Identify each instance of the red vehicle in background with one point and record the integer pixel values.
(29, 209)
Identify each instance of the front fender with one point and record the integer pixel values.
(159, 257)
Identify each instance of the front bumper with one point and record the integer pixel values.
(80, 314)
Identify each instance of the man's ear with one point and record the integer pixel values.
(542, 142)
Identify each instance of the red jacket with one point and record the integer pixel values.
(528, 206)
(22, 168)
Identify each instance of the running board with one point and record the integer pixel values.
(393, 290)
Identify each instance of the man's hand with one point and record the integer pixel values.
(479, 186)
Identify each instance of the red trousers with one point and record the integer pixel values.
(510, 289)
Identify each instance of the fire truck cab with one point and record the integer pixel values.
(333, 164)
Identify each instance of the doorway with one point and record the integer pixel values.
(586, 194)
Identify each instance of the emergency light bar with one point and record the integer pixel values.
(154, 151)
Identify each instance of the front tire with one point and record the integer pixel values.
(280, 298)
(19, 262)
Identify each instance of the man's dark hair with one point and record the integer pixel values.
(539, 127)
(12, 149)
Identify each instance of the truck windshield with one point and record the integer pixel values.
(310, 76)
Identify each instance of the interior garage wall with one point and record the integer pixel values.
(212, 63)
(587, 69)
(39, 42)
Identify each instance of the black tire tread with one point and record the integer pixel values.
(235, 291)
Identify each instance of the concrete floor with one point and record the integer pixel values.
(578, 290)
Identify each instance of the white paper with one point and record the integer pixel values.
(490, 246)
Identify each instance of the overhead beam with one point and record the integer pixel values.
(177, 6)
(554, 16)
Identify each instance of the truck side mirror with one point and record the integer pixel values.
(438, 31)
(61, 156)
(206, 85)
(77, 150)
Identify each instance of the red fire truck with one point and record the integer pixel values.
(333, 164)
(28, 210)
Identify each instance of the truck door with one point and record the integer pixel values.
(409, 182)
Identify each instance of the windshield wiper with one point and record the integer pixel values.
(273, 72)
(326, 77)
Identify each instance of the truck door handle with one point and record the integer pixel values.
◆ ◆ ◆ ◆
## Challenge
Can you rescale the entries starting with the line that contains "Identify each instance of the windshield" and going on through the end of the entries? Write out only those lines again, requests included, with each point coordinate in the answers multiplied by 0.95 and rounded to a whole number, halves rounding up.

## Task output
Identify each instance of the windshield wiper with one point and record the integer pixel values.
(259, 68)
(310, 73)
Identify each instance of the truck door handle with one point and record the integer pixel values.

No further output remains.